KUTIPAN DOKUMEN:
···
Perusahaan sawit mengontrol biaya operasional untuk menjaga profitabilitas ketika harga CPO sedang anjlok. Strategi lain menerapkan Best Management Practices (BMP) supaya produksi bisa lebih efisien dan efektif.
Anjloknya harga CPO sampai triwulan pertama diperkirakan berdampak kepada pendapatan perusahaan pada tahun ini. PT Sawit Sumbermas Sarana Tbk memilih strategi mengontrol biaya operasional dan biaya produksi untuk menjaga pertumbuhan.
Ramzi Sastra, Direktur PT Sawit Sumbermas Sarana Tbk, mengatakan sulit bagi perusahaan kelapa sawit untuk mengontrol pergerakan harga CPO. Hingga tiga bulan pertama, rata-rata harga jual CPO perusahaan sebesar Rp 6.500 per kilogram. Harga ini lebih rendah 20%-25% dari tahun lalu sekitar Rp 8.400 per kilogram.
···
[Butir dari kumpulan data]
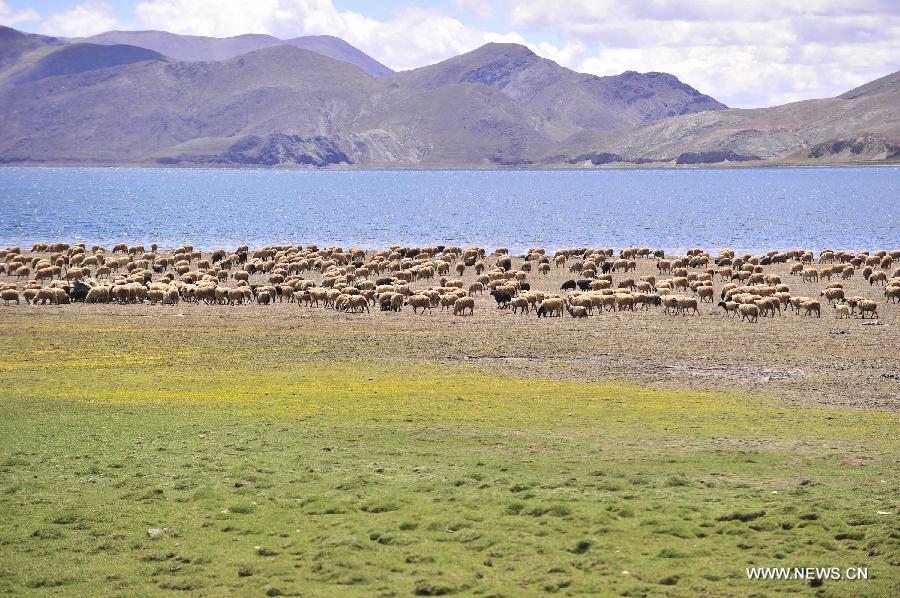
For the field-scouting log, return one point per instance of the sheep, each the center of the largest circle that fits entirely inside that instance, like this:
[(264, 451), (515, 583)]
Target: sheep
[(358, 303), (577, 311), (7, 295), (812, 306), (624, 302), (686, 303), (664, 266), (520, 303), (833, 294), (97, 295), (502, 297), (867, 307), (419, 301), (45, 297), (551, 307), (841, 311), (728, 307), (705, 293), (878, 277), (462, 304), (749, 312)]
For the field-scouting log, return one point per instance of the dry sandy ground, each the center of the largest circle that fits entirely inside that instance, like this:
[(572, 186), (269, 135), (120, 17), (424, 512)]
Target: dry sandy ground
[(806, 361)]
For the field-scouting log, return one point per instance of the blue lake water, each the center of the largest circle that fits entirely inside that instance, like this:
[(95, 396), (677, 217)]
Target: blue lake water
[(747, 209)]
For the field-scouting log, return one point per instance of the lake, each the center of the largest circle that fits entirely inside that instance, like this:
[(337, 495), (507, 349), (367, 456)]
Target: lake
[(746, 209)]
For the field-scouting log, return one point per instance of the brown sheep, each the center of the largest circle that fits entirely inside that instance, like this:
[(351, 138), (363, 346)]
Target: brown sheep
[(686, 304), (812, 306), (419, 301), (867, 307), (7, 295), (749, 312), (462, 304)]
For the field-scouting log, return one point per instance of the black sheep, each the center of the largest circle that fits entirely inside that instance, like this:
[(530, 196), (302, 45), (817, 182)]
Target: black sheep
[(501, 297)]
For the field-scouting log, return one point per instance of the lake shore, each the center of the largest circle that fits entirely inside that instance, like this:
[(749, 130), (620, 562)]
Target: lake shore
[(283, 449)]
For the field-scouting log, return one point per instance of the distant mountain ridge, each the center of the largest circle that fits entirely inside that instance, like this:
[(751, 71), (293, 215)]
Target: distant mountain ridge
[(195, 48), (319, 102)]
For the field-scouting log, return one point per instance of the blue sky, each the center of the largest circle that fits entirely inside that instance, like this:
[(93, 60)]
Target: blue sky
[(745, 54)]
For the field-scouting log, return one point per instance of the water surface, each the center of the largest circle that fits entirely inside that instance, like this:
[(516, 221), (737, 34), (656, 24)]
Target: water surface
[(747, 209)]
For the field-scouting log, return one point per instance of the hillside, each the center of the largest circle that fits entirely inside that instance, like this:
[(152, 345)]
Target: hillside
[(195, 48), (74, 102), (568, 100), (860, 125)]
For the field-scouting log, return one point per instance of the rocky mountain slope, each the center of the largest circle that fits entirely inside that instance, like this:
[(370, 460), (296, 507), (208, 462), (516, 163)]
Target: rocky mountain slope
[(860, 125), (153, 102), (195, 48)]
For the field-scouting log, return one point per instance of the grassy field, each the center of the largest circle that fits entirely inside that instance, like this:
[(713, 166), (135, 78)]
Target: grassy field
···
TANTANGAN A: Menurut teks tentang harga CPO, berapa rata-rata harga jual CPO PT Sawit Sumbermas Sarana Tbk hingga tiga bulan pertama?
TANTANGAN B: Salin kembali teks tentang harga CPO mulai dari "Perusahaan sawit mengontrol" terus ke bawah sampai "efisien dan efektif.", lalu ganti "biaya operasional" dengan "pengeluaran operasional".
TANTANGAN C: Lanjutkan teks tentang harga CPO setelah kalimat terakhirnya.

JAWABAN LATIHAN A: Rp 6.500 per kilogram.

JAWABAN LATIHAN B:
Perusahaan sawit mengontrol pengeluaran operasional untuk menjaga profitabilitas ketika harga CPO sedang anjlok. Strategi lain menerapkan Best Management Practices (BMP) supaya produksi bisa lebih efisien dan efektif.

JAWABAN LATIHAN C:
“Tetapi tekanan terhadap harga CPO ini sifatnya jangka pendek karena dipengaruhi sejumlah faktor seperti permintaan edible oil,” kata Ramzi
Strategi yang diambil perusahaan, lanjut Ramzi Sastra, berusaha mengendalikan biaya di internal perusahaan. Kebijakan mengencangkan “ikat pinggang” ini bagian dari strategi emiten berkode SSMS ini ditengah lesunya harga. “Saat ini, rata-rata biaya produksi kami berkisar 226 dolar per ton, sangat efektif dibawah rata-rata industri sawit. Biaya ini kami jaga tetap di low level,” kata Ramzi.
Menurutnya, biaya operasional dapat dikendalikan karena perkebunan maupun pabrik dalam satu lokasi. Integrasi yang baik ini mampu mengefisienkan sarana infrastruktur dan SDM.
Dorab Mistry, Analis Harga CPO, menyebutkan tahun 2015 adalah tahun yang buruk bagi produsen kelapa sawit. Dalam sisa enam bulan berikutnya produsen diperkirakan menghadapi tantangan berat dan mesti fokus mengontrol biaya serta inovasi.
Sementara itu, PT Bakrie Sumatera Plantations (Tbk) mengambil kebijakan peningkatan produktivitas dan keberlanjutan (sustainability). Andi Setianto, Direktur Investor Relations PT Bakrie Sumatera Plantations Tbk, menyebutkan berusaha membangun peningkatan produktivitas melalui serangkaian program seperti perawatan kebun dan penggunaan bibit unggul.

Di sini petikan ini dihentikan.